* Texto del ejercicio
# # # # # # #
Sergio Berni, mucho más que el golpe en el rostro de un ministro argentino
La agresión por parte de manifestantes al encargado de la seguridad en la provincia de Buenos Aires pone en evidencia el deterioro de la situación social y económica en Argentina
La noticia aparenta ser sencilla, pero está lejos de serlo. Sergio Berni, el ministro de Seguridad de la provincia de Buenos Aires –el distrito más populoso y más rico de Argentina- irrumpió este mediodía de lunes en una protesta callejera para negociar con quienes cortaban el tráfico y, en lo posible, restablecer el orden. Lo hizo como suele hacerlo: “a lo guapo”, como decimos en estas tierras. Avanzó sin custodia y con pecho inflado. Pero todo salió mal. Casi lo linchan y agigantó así las sombras que se ciernen sobre el presente y el futuro inmediato del país.
Primero, los datos duros: durante la madrugada, asesinaron a otro colectivero en el Conurbano bonaerense; es decir, el variopinto cordón urbano que rodea a la poderosa ciudad de Buenos Aires, una región que combina la riqueza y la pobreza más extrema. De un balazo mataron a Daniel Barrientos cuando le faltaban días para jubilarse y sus compañeros, furiosos, cortaron una de las avenidas más transitadas del área metropolitana para airear su dolor y exigir soluciones. Y hasta allí fue el ministro Berni, que descubrió demasiado tarde que la situación era peligrosísima. Un grupo de policías debió rescatarlo de entre los violentos, golpeado y ensangrentado. Terminó en el hospital.
# # # # # # #
* Material proporcionado
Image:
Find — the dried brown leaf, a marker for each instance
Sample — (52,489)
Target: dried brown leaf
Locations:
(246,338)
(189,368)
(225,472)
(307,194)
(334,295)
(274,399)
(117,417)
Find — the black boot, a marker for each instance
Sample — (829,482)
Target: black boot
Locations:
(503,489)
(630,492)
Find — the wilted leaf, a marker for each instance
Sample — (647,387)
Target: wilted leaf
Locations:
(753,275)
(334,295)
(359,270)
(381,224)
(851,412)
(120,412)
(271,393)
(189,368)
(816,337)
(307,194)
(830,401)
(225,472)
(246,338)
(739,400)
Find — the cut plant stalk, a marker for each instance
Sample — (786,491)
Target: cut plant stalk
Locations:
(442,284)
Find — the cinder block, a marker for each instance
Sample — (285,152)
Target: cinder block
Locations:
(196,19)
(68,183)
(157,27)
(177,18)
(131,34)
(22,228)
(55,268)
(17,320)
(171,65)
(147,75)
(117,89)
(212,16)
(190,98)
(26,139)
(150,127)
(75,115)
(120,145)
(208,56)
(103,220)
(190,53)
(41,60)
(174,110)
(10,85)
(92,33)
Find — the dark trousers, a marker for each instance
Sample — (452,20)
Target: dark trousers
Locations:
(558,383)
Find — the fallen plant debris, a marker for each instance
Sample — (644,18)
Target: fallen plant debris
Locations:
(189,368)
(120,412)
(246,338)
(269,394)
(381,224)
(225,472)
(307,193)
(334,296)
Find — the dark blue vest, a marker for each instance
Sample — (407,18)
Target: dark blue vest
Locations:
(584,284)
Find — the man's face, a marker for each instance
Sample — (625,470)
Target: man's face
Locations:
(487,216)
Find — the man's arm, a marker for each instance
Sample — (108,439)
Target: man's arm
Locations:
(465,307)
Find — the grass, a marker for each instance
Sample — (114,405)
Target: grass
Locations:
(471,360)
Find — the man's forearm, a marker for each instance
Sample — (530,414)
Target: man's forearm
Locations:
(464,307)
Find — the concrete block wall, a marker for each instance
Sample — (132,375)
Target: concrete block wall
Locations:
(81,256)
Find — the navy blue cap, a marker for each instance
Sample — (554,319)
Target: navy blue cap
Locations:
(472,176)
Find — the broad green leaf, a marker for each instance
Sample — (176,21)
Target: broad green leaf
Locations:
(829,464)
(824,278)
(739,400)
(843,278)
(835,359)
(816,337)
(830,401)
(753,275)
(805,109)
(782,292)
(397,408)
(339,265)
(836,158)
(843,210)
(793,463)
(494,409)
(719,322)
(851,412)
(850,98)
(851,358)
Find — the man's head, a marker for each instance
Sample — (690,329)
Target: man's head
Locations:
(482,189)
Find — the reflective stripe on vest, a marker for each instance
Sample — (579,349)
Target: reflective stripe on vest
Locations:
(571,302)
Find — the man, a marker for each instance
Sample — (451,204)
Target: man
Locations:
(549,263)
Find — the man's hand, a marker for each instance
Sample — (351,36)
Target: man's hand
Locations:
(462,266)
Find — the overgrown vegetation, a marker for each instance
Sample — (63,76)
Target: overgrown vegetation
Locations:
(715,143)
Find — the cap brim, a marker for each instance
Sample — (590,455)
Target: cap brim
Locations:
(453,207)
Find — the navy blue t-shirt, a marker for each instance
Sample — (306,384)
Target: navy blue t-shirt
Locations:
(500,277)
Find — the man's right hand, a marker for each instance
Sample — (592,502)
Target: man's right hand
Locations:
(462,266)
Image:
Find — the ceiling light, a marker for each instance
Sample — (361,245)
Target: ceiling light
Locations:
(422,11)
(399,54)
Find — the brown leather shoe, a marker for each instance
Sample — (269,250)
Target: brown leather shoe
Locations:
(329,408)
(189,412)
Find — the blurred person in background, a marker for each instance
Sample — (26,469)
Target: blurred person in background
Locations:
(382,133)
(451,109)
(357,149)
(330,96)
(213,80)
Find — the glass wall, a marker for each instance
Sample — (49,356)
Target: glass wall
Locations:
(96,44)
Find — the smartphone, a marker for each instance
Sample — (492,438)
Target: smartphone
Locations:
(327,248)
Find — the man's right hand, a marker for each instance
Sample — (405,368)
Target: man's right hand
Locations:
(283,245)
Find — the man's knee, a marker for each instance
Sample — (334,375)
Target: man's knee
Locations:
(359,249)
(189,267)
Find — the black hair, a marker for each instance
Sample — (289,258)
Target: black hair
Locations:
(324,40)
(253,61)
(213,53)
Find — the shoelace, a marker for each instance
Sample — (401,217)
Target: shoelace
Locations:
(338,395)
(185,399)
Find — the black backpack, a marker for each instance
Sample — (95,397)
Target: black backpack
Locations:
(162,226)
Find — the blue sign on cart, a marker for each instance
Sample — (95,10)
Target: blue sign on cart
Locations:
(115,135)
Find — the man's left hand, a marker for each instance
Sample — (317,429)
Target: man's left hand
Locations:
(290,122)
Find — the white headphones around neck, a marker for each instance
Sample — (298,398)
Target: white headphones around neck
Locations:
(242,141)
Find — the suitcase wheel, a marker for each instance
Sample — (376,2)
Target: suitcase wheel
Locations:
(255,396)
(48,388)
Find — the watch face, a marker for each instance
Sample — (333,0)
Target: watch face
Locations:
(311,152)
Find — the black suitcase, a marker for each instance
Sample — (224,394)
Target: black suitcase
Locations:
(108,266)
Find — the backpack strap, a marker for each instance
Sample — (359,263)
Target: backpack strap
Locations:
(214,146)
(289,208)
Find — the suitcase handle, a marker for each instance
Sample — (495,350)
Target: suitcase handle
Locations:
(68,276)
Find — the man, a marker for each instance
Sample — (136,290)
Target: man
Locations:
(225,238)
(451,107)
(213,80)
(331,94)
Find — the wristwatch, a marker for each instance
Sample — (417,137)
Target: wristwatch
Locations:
# # # # # # #
Extraiga literalmente del artículo sobre Sergio Berni todo el fragmento que va desde "Sergio Berni, mucho" hasta "inmediato del país.", ambos incluidos.

Sergio Berni, mucho más que el golpe en el rostro de un ministro argentino
La agresión por parte de manifestantes al encargado de la seguridad en la provincia de Buenos Aires pone en evidencia el deterioro de la situación social y económica en Argentina
La noticia aparenta ser sencilla, pero está lejos de serlo. Sergio Berni, el ministro de Seguridad de la provincia de Buenos Aires –el distrito más populoso y más rico de Argentina- irrumpió este mediodía de lunes en una protesta callejera para negociar con quienes cortaban el tráfico y, en lo posible, restablecer el orden. Lo hizo como suele hacerlo: “a lo guapo”, como decimos en estas tierras. Avanzó sin custodia y con pecho inflado. Pero todo salió mal. Casi lo linchan y agigantó así las sombras que se ciernen sobre el presente y el futuro inmediato del país.